## Excerpted records
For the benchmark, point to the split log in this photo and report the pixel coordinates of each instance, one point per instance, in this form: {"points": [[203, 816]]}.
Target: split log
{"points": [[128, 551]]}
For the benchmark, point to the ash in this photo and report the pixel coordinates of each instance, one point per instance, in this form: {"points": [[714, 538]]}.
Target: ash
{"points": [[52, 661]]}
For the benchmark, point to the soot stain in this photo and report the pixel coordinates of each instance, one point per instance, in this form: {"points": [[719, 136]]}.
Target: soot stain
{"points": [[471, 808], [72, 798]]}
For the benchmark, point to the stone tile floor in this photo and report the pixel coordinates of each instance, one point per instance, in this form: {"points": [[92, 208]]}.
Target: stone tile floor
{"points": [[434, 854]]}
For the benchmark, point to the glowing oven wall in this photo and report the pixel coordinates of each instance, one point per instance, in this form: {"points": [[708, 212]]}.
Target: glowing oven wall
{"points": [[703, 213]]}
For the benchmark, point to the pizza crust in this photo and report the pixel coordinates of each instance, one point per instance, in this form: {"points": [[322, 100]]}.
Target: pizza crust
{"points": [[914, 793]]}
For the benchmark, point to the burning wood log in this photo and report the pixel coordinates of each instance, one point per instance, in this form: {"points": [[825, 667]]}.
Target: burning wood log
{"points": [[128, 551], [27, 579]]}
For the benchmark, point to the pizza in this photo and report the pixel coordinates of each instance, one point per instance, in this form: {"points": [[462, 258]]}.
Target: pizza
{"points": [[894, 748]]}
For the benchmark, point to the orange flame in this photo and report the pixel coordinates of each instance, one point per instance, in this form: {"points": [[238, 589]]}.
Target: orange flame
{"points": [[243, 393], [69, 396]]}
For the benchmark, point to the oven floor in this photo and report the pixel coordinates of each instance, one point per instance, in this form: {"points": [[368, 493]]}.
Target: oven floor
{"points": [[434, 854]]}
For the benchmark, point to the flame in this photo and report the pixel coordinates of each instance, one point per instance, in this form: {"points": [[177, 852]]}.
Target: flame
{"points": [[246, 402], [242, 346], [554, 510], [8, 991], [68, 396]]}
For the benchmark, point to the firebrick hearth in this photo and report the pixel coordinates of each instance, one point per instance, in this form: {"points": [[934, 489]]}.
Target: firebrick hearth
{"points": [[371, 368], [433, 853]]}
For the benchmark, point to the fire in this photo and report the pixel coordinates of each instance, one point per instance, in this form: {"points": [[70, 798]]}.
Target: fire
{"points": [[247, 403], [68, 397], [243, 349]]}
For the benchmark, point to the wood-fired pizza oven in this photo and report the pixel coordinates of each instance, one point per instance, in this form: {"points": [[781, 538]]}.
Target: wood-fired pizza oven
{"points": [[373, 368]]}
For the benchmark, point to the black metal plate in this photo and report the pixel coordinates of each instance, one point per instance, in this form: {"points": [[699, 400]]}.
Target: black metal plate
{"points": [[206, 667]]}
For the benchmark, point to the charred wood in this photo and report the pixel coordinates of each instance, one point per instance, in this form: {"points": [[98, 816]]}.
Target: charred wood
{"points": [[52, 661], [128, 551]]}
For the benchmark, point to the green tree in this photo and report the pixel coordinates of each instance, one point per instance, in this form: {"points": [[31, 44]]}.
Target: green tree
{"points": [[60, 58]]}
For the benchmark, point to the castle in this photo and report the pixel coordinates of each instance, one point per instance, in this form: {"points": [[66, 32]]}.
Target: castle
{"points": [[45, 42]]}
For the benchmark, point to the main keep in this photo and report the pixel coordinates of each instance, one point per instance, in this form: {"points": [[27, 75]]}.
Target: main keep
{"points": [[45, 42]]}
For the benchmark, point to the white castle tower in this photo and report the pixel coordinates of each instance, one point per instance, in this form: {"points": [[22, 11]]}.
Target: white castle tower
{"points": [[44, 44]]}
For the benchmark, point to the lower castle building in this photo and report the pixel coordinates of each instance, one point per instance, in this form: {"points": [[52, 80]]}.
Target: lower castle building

## What is expected
Reproduce the material precisely, including every line.

## Answer to this task
For the benchmark, point to the split log in this photo and report the pixel coordinates of each instance, one point per instance, in this form: {"points": [[203, 816]]}.
Target: split log
{"points": [[128, 551]]}
For the benchmark, point to the ash in this photo and report the pixel coordinates of each instance, one point per instance, in this form: {"points": [[714, 538]]}.
Target: ash
{"points": [[52, 661]]}
For the benchmark, point to the soot stain in this photo and report the pixel coordinates of each instance, one point per instance, in this form: {"points": [[719, 136]]}.
Target: soot stain
{"points": [[471, 808], [72, 798]]}
For the benchmark, point to the stone tile floor in this photo and report the pixel coordinates of each instance, one point per instance, in this form: {"points": [[92, 208]]}.
Target: stone tile floor
{"points": [[434, 854]]}
For the benchmark, point to the glowing oven wall in this photo and report the pixel coordinates of each instance, one point per instance, in this form: {"points": [[708, 212]]}.
Target: glowing oven wall
{"points": [[703, 213]]}
For the benchmark, point to the pizza crust in this photo and report the pixel coordinates of each instance, one point per instance, in this form: {"points": [[322, 100]]}.
Target: pizza crust
{"points": [[914, 793]]}
For the benchmark, point to the burning wood log in this photo and report the pixel coordinates of each instance, one point per instance, in this form: {"points": [[825, 667]]}.
Target: burning wood log
{"points": [[128, 551], [27, 579]]}
For the benchmark, point to the pizza in this photo and report the pixel coordinates of each instance, one point per instance, in this form: {"points": [[462, 258]]}.
Target: pizza
{"points": [[894, 748]]}
For the benchmark, point to the orange flame in this photo and report the pixel coordinates of each instance, one point per instance, in this form: {"points": [[238, 589]]}.
Target: orange flame
{"points": [[243, 393], [69, 396]]}
For the benchmark, point to the oven floor in this photo and report the pixel coordinates of each instance, one point per instance, in this form: {"points": [[368, 493]]}.
Target: oven floor
{"points": [[434, 854]]}
For the benchmark, point to the flame in this photo and report the pixel coordinates of each instance, one point per instance, in this form: {"points": [[177, 852]]}.
Target: flame
{"points": [[246, 402], [242, 346], [554, 510], [8, 991], [68, 396]]}
For the benchmark, point to the firebrick hearth in this photo and report the pixel coordinates of each instance, one point per instance, in this form: {"points": [[934, 489]]}.
Target: firebrick hearth
{"points": [[371, 368], [433, 853]]}
For the benchmark, point to the fire in this photo and report the pixel coordinates of each instance, one point per instance, in this form: {"points": [[70, 798]]}.
Target: fire
{"points": [[247, 403], [68, 397], [243, 349]]}
For the benchmark, point to the wood-fired pizza oven in this photo and report the pixel coordinates of each instance, one point per instance, in this form: {"points": [[781, 538]]}.
Target: wood-fired pizza oven
{"points": [[373, 368]]}
For the benchmark, point to the black metal plate in this photo and report the pixel coordinates of each instance, one point per instance, in this form: {"points": [[699, 400]]}.
Target: black metal plate
{"points": [[206, 667]]}
For the benchmark, point to the charred wood in this photo and report the pixel coordinates of each instance, one point per instance, in this form: {"points": [[98, 816]]}.
Target: charred wood
{"points": [[52, 661], [128, 551]]}
For the benchmark, point to the green tree in this photo and report the pixel coordinates of each instance, one point per instance, in this form: {"points": [[31, 44]]}.
Target: green tree
{"points": [[60, 58]]}
For the benchmark, point to the castle in this photo and report the pixel coordinates of each instance, one point per instance, in this form: {"points": [[66, 32]]}.
Target: castle
{"points": [[45, 42]]}
For the benchmark, point to the main keep in this photo and report the pixel coordinates of each instance, one point per instance, in this form: {"points": [[27, 75]]}.
Target: main keep
{"points": [[45, 42]]}
For the benchmark, point to the white castle tower in this photo and report the pixel coordinates of each instance, one point per instance, in this form: {"points": [[22, 11]]}.
Target: white castle tower
{"points": [[44, 44]]}
For the benchmark, point to the lower castle building in this photo and report the pixel coordinates of each instance, one point per instance, in this form: {"points": [[52, 80]]}.
Target: lower castle building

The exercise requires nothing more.